### SHORT PROBLEM
Locate every line in the records that contains the string "boat" and copy each of those lines.

Records from a collection:
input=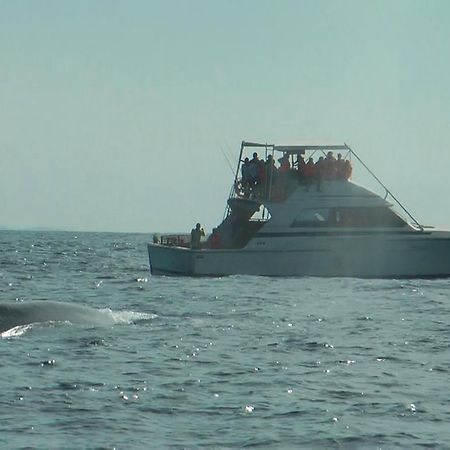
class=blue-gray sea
[0,231,450,449]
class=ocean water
[0,231,450,449]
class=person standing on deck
[191,223,205,250]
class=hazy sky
[0,0,450,232]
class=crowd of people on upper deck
[240,151,352,197]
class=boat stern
[148,244,195,275]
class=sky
[0,0,450,233]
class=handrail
[344,144,423,231]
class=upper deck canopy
[242,141,350,154]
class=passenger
[314,156,325,191]
[191,223,205,250]
[209,228,220,248]
[241,158,250,186]
[249,152,259,185]
[278,153,291,173]
[265,155,278,183]
[297,154,306,182]
[323,152,336,180]
[344,159,353,180]
[336,153,345,180]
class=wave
[0,301,156,337]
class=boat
[148,141,450,278]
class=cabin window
[292,207,406,228]
[292,208,330,227]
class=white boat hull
[148,231,450,278]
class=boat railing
[153,234,191,248]
[224,141,424,231]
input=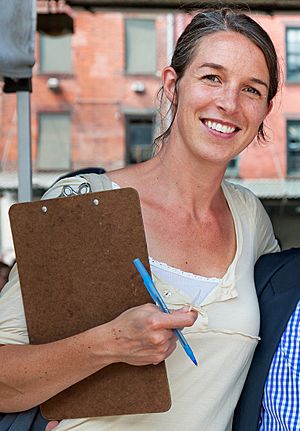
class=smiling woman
[0,5,278,431]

### TASK SOLUTION
class=boat stern
class=boat
class=white boat hull
class=boat railing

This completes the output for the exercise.